| What is asked |
Reproduce the listing lines that run from the line containing "You are a visual" through the line containing "[152,145,356,176]", including both of those lines, and nothing else.

| The data |
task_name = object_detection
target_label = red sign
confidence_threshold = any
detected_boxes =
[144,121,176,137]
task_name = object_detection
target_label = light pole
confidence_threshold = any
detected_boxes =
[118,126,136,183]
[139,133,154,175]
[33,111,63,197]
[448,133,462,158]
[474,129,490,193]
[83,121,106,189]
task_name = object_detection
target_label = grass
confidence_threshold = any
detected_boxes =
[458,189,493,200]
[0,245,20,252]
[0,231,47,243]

...

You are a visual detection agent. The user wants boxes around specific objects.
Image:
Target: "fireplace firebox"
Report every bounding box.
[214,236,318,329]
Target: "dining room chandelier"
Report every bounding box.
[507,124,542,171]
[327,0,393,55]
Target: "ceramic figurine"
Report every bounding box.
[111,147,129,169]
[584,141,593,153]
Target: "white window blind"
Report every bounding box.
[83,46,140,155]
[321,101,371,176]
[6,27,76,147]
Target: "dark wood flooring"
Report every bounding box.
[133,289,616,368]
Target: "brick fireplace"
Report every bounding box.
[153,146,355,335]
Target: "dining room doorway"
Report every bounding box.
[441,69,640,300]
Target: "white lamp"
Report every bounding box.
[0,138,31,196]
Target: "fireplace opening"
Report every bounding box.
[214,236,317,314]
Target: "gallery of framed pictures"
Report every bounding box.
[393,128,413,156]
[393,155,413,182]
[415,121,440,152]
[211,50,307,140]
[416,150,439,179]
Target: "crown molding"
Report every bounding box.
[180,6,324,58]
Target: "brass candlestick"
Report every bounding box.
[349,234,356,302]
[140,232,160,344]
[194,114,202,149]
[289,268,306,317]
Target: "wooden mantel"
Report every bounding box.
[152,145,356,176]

| Written reply |
You are a visual detection agent. The user wants boxes around specific objects.
Image:
Target: "fireplace firebox"
Report every bounding box.
[214,236,318,329]
Target: "dining room chandelier"
Report every bounding box.
[507,124,542,171]
[327,0,393,55]
Target: "ceramic figurine"
Report every bounding box.
[111,147,129,169]
[584,141,593,153]
Target: "white window blind"
Report every bounding box.
[83,46,140,155]
[321,101,371,176]
[6,27,76,147]
Target: "dark wood flooring"
Report every bounding box.
[133,289,616,368]
Target: "brick fireplace"
Report every bounding box.
[153,146,355,335]
Target: "dining room doorway"
Report every bounding box.
[441,69,640,300]
Target: "white lamp"
Report every bounding box.
[0,138,31,196]
Target: "fireplace opening"
Report every bounding box.
[214,236,317,314]
Target: "gallery of framed pictures"
Report every bounding box.
[393,128,413,156]
[393,155,413,182]
[415,121,440,152]
[211,50,307,140]
[416,150,439,179]
Target: "crown molding"
Report every bounding box.
[180,6,324,58]
Target: "brass candlestick"
Report every bounding box.
[349,234,356,302]
[140,232,160,344]
[194,114,202,149]
[289,268,306,317]
Target: "wooden mantel"
Report every bounding box.
[152,145,356,176]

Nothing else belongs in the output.